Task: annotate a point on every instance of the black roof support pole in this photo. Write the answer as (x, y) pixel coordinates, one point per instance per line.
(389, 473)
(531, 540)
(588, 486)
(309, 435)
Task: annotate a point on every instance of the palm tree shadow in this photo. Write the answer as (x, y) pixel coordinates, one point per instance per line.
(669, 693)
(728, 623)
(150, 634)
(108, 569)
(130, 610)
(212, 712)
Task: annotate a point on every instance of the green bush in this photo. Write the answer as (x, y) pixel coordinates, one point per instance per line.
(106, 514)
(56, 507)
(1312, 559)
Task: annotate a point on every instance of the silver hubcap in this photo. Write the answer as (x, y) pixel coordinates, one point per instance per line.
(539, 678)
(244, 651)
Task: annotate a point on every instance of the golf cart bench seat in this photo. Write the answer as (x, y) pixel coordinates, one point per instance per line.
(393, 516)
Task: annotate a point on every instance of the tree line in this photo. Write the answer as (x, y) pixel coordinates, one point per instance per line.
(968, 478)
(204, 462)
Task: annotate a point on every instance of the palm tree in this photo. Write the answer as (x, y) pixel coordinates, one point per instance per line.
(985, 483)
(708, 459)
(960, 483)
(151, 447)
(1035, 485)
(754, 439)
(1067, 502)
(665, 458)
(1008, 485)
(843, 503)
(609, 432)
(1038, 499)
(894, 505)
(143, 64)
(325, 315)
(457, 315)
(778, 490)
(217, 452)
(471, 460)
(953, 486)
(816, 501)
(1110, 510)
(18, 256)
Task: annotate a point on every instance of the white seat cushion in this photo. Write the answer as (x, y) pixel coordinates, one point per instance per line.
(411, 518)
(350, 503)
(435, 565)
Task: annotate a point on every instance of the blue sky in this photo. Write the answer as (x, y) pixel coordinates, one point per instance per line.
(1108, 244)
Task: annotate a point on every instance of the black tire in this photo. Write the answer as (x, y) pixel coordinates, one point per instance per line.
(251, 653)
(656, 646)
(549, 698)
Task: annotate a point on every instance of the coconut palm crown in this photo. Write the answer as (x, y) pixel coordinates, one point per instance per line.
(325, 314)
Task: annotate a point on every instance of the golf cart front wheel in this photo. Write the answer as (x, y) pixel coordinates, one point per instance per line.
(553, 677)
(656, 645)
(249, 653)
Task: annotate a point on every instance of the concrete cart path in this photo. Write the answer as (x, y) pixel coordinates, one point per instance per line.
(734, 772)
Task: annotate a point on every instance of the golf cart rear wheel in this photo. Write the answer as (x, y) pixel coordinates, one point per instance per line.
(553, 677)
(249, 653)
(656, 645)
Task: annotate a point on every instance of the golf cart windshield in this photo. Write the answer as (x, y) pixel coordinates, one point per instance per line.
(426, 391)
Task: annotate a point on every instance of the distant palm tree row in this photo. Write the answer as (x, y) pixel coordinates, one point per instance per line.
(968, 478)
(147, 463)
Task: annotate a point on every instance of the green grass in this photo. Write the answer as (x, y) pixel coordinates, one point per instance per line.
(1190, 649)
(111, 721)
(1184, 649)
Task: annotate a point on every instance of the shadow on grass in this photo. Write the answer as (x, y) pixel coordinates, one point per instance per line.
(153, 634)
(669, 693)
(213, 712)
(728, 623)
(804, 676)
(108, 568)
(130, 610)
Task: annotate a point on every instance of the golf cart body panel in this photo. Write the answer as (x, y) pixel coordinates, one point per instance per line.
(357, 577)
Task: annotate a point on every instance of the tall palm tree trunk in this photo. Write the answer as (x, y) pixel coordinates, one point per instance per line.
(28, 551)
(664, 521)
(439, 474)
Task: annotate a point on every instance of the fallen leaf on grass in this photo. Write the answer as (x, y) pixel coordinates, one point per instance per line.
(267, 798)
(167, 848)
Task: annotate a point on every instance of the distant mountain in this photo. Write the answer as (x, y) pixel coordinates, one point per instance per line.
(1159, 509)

### Aim
Express the data above as a two-column CSV with the headers "request" and "answer", one row for every request in the data. Put each request's text and its answer in their own quoted field, turning line breaks into spaces.

### Correct answer
request,answer
"Task: annotate a point on every instance of the black roof support pole in this photo. Write the answer as (x, y) pixel coordinates, one point per instance per line.","(389, 473) (531, 540) (588, 486) (309, 435)"
"Task: annotate a point on every instance of the palm tree shadow in this photo. Write the answer as (x, y) pixel coordinates, one point per instance per line.","(669, 693) (728, 623) (150, 634) (108, 569) (130, 610) (212, 712)"
"Task: annotate a point on every instance of the green bush in this photo. Write the answer as (x, y) pixel coordinates, one point per instance per line.","(106, 514) (56, 507) (1312, 559)"
"Task: annotate a point on every instance of the silver hubcap in this photo. Write the answer as (x, y) pixel coordinates, one point per instance per line.","(539, 678) (244, 651)"
"Task: annotate a point on every instance of the golf cart bench seat in this photo. Write the answer as (x, y) pixel coordinates, one point per instance per line.","(393, 516)"
"Task: annotate a point on every instance of the tree line in this photo. Write the answer as (x, y) pixel coordinates, one point per instance per line.","(968, 478) (204, 462)"
"Task: annotate a point on every instance of the palm tree in this photo. Write the answer as (x, y) pixel coordinates, one point per instance per line.","(985, 483) (708, 459) (960, 483) (151, 447) (1035, 485) (754, 439) (1067, 502) (665, 458) (1008, 485) (843, 503) (609, 432) (1038, 499) (894, 505) (143, 64) (325, 315) (457, 315) (778, 490) (217, 452) (471, 460) (953, 486) (816, 501) (1110, 510) (18, 256)"
"Task: annotate a point on every instance of the white seat cushion in this photo. Write the answer as (x, y) pixel coordinates, one point per instance per line.","(411, 518) (350, 503) (435, 565)"
"Task: annotate a point on every instance of the blue sky in this photo. Write the answer as (x, y) pixel coordinates, one point per instance per line.","(1108, 244)"
"Task: annotate a point on every instance of the black tire in this photo. Write the answer as (x, y) pixel coordinates, one point per instance per line.","(251, 653) (656, 646) (549, 698)"
"Task: annotate a point on every instance of the coconut palm crown in this photo. Write the answer as (x, y) pixel coordinates, one point per instance per line.","(325, 314)"
"Task: annotate a point on every instance of the golf cart front wheel in this photo. Write the answer as (x, y) pixel coordinates, one point per instance per line.","(553, 677) (656, 645) (249, 653)"
"Task: annotate a point on every instance of the concrete cart path in this photo. Write the answer as (x, y) pixel coordinates, one point per instance per line.","(734, 772)"
"Task: annotate a point on every instance of the golf cart rear wheel in this photo. Write the answer as (x, y) pixel coordinates, one point per instance per line.","(553, 677) (249, 653) (656, 645)"
"Task: annotate a point on every instance of the golf cart windshield in this photo. Write the answer as (x, y) pixel coordinates, one point per instance per line.","(426, 391)"
"Task: annotate a point on every instance of the distant palm tree row in this photo. Write the answer as (x, y) pixel coordinates, one point per instance per line.","(968, 478) (147, 463)"
"Task: annotate a point on every instance of the green grass in this photo. Write the answer as (x, y) pixel coordinates, one point per instance per line.","(1190, 649) (111, 721) (1184, 649)"
"Task: annotate a point on every instance of the shadow on grass in this photo. Write the answer as (x, y) pixel coordinates, one point per instance per line.","(153, 634) (669, 693) (213, 712) (728, 623) (804, 676) (108, 568) (130, 610)"
"Task: annotate a point on every instance of the golf cart body panel in this photo. Write the answer as (x, y) pixel coordinates, one point per instance per line.","(357, 577)"
"Task: annotate a point on every instance of the tall palm tree trunk in this photo. Write the answer as (x, y) pixel coordinates, one point per instance per line.","(28, 551) (664, 521) (439, 474)"
"Task: annotate a point on every instance of the fallen leaf on grass in this photo. Write the answer as (x, y) pixel coordinates, one point per instance per line.","(267, 798) (167, 848)"
"Task: annotate a point on every instance of the distant mountain in this photo. Write the answer as (x, y) pixel coordinates, one point per instance per line.","(1159, 509)"